┌──
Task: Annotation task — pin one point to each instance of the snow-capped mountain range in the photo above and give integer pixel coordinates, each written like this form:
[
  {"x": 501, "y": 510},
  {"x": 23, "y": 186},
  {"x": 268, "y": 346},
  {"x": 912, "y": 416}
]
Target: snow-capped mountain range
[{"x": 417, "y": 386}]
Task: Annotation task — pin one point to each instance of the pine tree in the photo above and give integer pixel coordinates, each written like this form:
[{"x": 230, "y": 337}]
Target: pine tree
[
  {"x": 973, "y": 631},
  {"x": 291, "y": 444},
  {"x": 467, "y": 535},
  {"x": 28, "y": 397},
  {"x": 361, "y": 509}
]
└──
→ TASK REQUIREMENTS
All of the data above must be set down again exactly.

→ SOLUTION FOR THIS PROBLEM
Task: Annotation task — pin one point to each instance of the snow-capped mountain range in the photo above and give integer pixel coordinates, each written like this form:
[
  {"x": 501, "y": 510},
  {"x": 23, "y": 186},
  {"x": 268, "y": 346},
  {"x": 912, "y": 416}
]
Target: snow-capped mountain range
[{"x": 417, "y": 386}]
Task: Annotation task — pin one point to each instance of the pine tree in the photo above and give integer pixel coordinates, each written like this form:
[{"x": 230, "y": 337}]
Target: pine tree
[
  {"x": 973, "y": 631},
  {"x": 291, "y": 444},
  {"x": 467, "y": 535},
  {"x": 28, "y": 397},
  {"x": 361, "y": 509}
]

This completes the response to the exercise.